## Object location annotation data

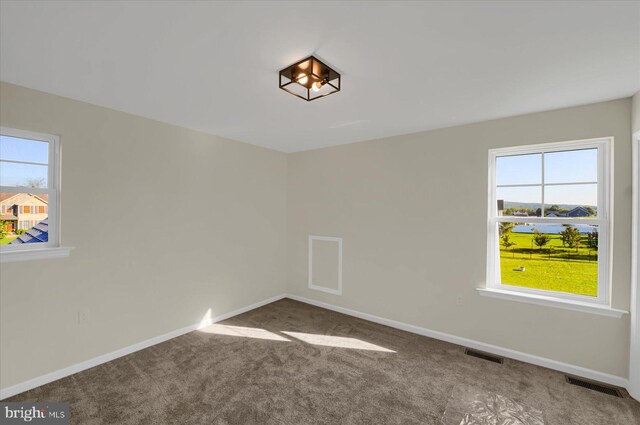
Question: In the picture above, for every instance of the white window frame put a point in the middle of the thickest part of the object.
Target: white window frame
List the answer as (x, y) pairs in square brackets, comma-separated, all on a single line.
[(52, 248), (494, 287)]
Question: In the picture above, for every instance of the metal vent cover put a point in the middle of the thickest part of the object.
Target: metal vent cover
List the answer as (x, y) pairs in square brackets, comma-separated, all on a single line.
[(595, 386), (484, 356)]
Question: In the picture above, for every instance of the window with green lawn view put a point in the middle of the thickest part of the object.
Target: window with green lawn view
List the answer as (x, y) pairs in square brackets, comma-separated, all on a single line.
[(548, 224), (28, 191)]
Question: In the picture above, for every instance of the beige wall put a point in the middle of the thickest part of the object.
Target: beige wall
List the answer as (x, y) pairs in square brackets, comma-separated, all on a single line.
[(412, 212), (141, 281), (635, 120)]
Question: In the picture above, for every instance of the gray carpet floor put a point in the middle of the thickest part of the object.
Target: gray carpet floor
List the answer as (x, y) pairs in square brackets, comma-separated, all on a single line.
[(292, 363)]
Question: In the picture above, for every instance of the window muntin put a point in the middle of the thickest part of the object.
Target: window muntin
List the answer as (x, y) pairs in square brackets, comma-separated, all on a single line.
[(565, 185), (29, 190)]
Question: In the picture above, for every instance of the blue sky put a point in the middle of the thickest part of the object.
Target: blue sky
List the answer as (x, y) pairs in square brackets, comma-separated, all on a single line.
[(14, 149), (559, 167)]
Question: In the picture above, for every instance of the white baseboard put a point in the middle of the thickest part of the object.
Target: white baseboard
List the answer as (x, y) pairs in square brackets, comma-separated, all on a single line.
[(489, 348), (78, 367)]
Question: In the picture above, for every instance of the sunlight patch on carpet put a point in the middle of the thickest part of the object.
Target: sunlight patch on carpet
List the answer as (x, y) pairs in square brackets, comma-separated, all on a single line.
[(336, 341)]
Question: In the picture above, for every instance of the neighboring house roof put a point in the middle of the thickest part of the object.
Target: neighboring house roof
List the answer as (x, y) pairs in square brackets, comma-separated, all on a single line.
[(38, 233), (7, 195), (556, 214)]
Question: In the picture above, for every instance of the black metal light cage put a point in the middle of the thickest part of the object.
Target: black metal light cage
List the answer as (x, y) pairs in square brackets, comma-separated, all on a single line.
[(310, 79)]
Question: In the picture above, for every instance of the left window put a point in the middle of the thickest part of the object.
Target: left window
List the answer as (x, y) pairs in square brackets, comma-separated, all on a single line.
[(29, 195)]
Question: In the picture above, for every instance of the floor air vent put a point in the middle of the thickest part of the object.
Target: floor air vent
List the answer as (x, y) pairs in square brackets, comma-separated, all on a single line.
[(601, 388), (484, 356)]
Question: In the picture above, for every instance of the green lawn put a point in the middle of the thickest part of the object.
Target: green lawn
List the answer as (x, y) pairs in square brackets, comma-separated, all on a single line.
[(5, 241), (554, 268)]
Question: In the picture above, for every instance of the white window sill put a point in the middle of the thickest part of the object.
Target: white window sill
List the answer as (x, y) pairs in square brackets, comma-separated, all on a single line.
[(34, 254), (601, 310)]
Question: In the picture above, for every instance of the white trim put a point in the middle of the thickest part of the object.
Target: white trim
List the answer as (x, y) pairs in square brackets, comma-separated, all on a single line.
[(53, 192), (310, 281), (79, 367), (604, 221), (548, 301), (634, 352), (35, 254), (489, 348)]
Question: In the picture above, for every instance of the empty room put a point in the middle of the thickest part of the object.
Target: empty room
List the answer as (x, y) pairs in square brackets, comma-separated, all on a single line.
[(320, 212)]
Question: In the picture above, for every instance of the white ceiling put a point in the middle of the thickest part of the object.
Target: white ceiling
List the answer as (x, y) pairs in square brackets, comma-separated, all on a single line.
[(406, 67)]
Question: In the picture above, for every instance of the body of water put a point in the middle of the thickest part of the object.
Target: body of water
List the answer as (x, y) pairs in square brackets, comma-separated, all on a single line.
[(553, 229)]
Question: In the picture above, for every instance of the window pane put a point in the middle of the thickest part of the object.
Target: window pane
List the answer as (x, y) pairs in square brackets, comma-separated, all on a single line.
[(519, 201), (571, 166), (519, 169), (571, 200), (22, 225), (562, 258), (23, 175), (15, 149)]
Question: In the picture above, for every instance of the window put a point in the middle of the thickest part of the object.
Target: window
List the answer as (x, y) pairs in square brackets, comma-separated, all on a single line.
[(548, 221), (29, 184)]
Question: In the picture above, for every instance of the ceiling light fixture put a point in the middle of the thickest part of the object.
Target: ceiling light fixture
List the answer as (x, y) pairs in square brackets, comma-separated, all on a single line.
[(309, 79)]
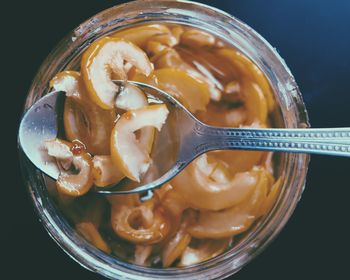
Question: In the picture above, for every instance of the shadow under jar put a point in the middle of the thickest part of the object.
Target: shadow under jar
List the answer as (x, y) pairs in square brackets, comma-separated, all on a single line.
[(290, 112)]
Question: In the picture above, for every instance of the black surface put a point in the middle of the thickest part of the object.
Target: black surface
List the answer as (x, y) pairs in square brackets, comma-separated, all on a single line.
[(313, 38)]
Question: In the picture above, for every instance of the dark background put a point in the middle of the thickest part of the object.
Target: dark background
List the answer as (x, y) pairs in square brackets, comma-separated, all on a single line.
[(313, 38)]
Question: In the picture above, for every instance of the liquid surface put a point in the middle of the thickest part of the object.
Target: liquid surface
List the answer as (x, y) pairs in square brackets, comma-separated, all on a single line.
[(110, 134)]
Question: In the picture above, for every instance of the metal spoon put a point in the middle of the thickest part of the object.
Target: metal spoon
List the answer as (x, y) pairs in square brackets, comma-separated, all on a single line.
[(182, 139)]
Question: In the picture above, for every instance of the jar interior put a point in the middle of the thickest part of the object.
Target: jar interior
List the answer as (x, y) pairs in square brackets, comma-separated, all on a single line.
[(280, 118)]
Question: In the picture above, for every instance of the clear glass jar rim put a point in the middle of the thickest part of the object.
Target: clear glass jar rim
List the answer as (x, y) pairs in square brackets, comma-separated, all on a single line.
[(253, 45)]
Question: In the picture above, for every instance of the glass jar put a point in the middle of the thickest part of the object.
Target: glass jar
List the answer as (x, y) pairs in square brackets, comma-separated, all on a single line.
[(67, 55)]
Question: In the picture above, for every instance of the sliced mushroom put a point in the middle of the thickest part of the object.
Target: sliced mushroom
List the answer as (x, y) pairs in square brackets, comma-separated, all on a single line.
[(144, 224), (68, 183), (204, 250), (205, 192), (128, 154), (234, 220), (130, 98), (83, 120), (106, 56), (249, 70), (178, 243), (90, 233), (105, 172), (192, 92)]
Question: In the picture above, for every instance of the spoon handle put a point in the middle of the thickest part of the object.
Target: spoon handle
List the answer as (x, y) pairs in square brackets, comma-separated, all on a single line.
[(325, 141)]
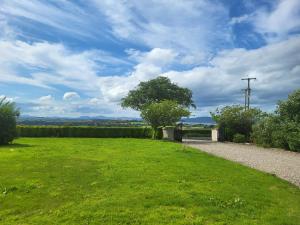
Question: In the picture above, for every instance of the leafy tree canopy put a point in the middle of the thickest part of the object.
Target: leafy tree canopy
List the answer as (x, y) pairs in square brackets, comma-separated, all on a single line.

## Goal
Put every line of the data above into a JSON list of strings, one string per line. Skip blank lines and leave the pictures out.

## Correct output
[
  "Question: In the picture above, for every instance of the white window frame put a point in the middle of the thickest part of the object.",
  "Target: white window frame",
  "List the answer as (x, y) pairs in square brackets, comma-separated, all on a single line.",
  "[(52, 248), (494, 287)]",
  "Question: In the picture above, for every instance of the metal vent cover put a point in the middle of the thickest part of the object.",
  "Target: metal vent cover",
  "List the answer as (x, y) pairs in square brackets, comma-separated, all on a single line.",
  "[(595, 386), (484, 356)]",
  "Question: In the picture above, for every instance of the window with green lawn view put a point in the middle of the thickest part of the object.",
  "Target: window with green lawn view",
  "List the answer as (x, y) pairs in square brackets, comma-separated, all on a single line.",
  "[(548, 224), (28, 191)]",
  "Question: In the picture above, for every instance of the beige wall put a point in the middle of the thickest part of the object.",
  "Target: beige wall",
  "List the answer as (x, y) pairs in square brackets, comma-separated, all on a single line.",
  "[(412, 212), (141, 281), (635, 120)]",
  "Question: In the picture above, for every instance of the gray carpet floor put a point in the middle of the thickest part of the object.",
  "Target: gray carpet floor",
  "List the answer as (x, y) pairs in square brackets, comma-separated, all on a single line.",
  "[(292, 363)]",
  "Question: In the picture above, for every instance of the window muntin put a point in the middle of the thickest part of the object.",
  "Target: window muntin",
  "List the answer as (x, y) pairs in square brackets, comma-separated, all on a single line.",
  "[(565, 185), (29, 190)]",
  "Question: In the picture above, for every instance of the blue sky put a point in the middle of the thickest part of the object.",
  "Target: blue sky",
  "List the answer as (x, y) pairs in square brackets, comma-separated, all on a single line.",
  "[(14, 149), (559, 167)]",
  "Question: In the picture above, for every instance of the white baseboard put a point in the middle of the thickest part of the object.",
  "Target: white baseboard",
  "List the answer as (x, y) pairs in square brackets, comma-separated, all on a single line.",
  "[(489, 348), (78, 367)]",
  "Question: In the picture above, for every instance of the sunlight patch on carpet put a point in the middle of the thickest part of the object.",
  "Target: sunlight patch on carpet",
  "List the answer as (x, y) pairs in square brackets, comma-separated, all on a single line.",
  "[(336, 341)]",
  "Question: In the picture above, for every instance of the neighboring house roof put a point in the middle of the thickest part of the object.",
  "Target: neighboring house roof",
  "List the answer as (x, y) pairs in square brackets, comma-separated, all on a single line.",
  "[(38, 233), (7, 195), (556, 214)]",
  "Question: In the picture above, for every instance of the black metal light cage put a point in the middle of the thickest part of the object.",
  "Target: black metal light cage",
  "List the answer as (x, y) pairs in square brackets, comma-separated, all on a single line.",
  "[(310, 79)]",
  "Question: In the picture above, for every instance of the left window put a point in the middle of the thickest part of the object.",
  "Target: left window",
  "List the answer as (x, y) pairs in square brackets, comma-separated, all on a single line.",
  "[(29, 195)]",
  "Question: In the picture above, for every instance of the floor air vent put a point in the middle of the thickest part of the object.",
  "Target: floor air vent",
  "List the answer as (x, y) pairs in square brackets, comma-separated, all on a single line.",
  "[(601, 388), (484, 356)]",
  "Question: In the picture above, for every instance of the green lawn put a point in the middle of the thickest part of the object.",
  "Target: green lawn",
  "List the answer as (x, y) pairs in square brackets, comma-separated, all on a single line.",
  "[(5, 241), (554, 268)]",
  "Question: In the picture above, for every instance of the white window sill put a point in the middle of the thickest part of the object.",
  "Target: white window sill",
  "List the answer as (x, y) pairs in square brackets, comma-separated, all on a single line.",
  "[(34, 254), (601, 310)]",
  "Question: In the picture above, for every instance of the white trim put a point in the middle of the thickest part of the object.",
  "Target: white trim",
  "List the answer as (x, y) pairs in square brackets, comma-separated, all on a single line.",
  "[(53, 192), (310, 281), (79, 367), (604, 221), (548, 301), (634, 352), (35, 254), (489, 348)]",
  "Question: In the picture above, for every instance of the empty room put a point in the middle of the thickest part of the object.",
  "Target: empty room",
  "List the answer as (x, y) pairs in square brackets, comma-separated, all on a single line.",
  "[(320, 212)]",
  "Question: In the picture above, for every instance of the white ceiling put a point in the middle of the thickest part of the object.",
  "Target: white ceiling",
  "List the answer as (x, y) pairs in square brackets, comma-separated, all on a single line.",
  "[(406, 67)]",
  "Question: In the picture above, for every instance of the body of water put a point in the middle of the thickest part of the object.",
  "Target: body of water",
  "List the answer as (x, y) pairs in square brackets, comma-separated, all on a single line.",
  "[(553, 229)]",
  "Question: In the picture above, for every instance of the window pane put a point in the middle of the thickest part of the object.",
  "Target: window pane",
  "List the answer as (x, y) pairs in square brackets, comma-separated, all on a single line.",
  "[(519, 201), (571, 166), (519, 169), (571, 200), (22, 225), (562, 258), (23, 175), (15, 149)]",
  "Question: In the picture above, for every instance of the window put a point in the middle of the thickest part of the object.",
  "Target: window",
  "List the answer as (x, y) pairs in square brackets, comma-separated, all on a single line.",
  "[(548, 221), (29, 184)]",
  "Question: In the picture above, for every instance of the ceiling light fixture put a point in the middle of the thickest part of the object.",
  "Target: ceiling light fixture",
  "List the answer as (x, y) pairs in square brackets, comma-separated, all on a single line.",
  "[(309, 79)]",
  "Question: In the picture above, for every instance of the shadow under jar put a point in the middle of the thickest part of the object.",
  "Target: shadow under jar",
  "List the answer as (x, y) pairs in square brackets, comma-separated, all on a single line.",
  "[(290, 112)]",
  "Question: In the picture above, for every instance of the black surface put a point in the middle of the thickest part of the object.",
  "Target: black surface",
  "List the answer as (x, y) pairs in square brackets, comma-separated, all on a single line.",
  "[(313, 38)]",
  "Question: In the picture above, for every instance of the dark background put a point in the middle of the thickest part of the object.",
  "Target: dark background",
  "List the answer as (x, y) pairs in square brackets, comma-separated, all on a single line.",
  "[(313, 38)]",
  "Question: In the picture above, for every instance of the liquid surface put a point in the middle of the thickest part of the object.",
  "Target: liquid surface",
  "List the answer as (x, y) pairs in square brackets, comma-separated, all on a single line.",
  "[(110, 134)]",
  "Question: In the picture above, for every instance of the metal spoon put a point in the middle of the thickest part of the object.",
  "Target: metal spoon",
  "List the answer as (x, y) pairs in square brackets, comma-separated, all on a single line.",
  "[(182, 139)]",
  "Question: In the picture above, for every instance of the jar interior put a point in the middle of the thickest part of the object.",
  "Target: jar interior",
  "List the answer as (x, y) pairs in square brackets, comma-separated, all on a single line.",
  "[(280, 118)]",
  "Question: In the picture above, for every instance of the clear glass jar rim put a point in the middle of the thickest part of the object.",
  "Target: clear glass jar rim",
  "List the answer as (x, y) pairs in square brackets, comma-separated, all on a single line.",
  "[(253, 45)]",
  "Question: In the picture above, for every instance of the glass jar put a point in the middle of the thickest part of the object.",
  "Target: glass jar",
  "List the answer as (x, y) pairs in square brackets, comma-separated, all on a single line.",
  "[(67, 55)]",
  "Question: In the picture above, for every instance of the sliced mushroom put a point in the middle of the thickest part of the object.",
  "Target: sliced mushroom",
  "List the answer as (x, y) pairs in square brackets, comma-separated, all on a single line.",
  "[(144, 224), (68, 183), (204, 250), (205, 192), (128, 154), (234, 220), (130, 98), (83, 120), (106, 56), (249, 70), (178, 243), (90, 233), (105, 172), (192, 92)]",
  "Question: In the picture above, for every instance of the spoon handle put a point in the middle of the thickest part of the object.",
  "Target: spoon handle",
  "List the answer as (x, y) pairs in square brackets, comma-separated, all on a single line.",
  "[(325, 141)]",
  "Question: In the picture above, for every instance of the leafy tree canopy put a point in the middle of the thickest part of the object.",
  "Target: leafy tree canopy",
  "List the answer as (x, y) pairs in square brackets, comma-separated, all on a single line."
]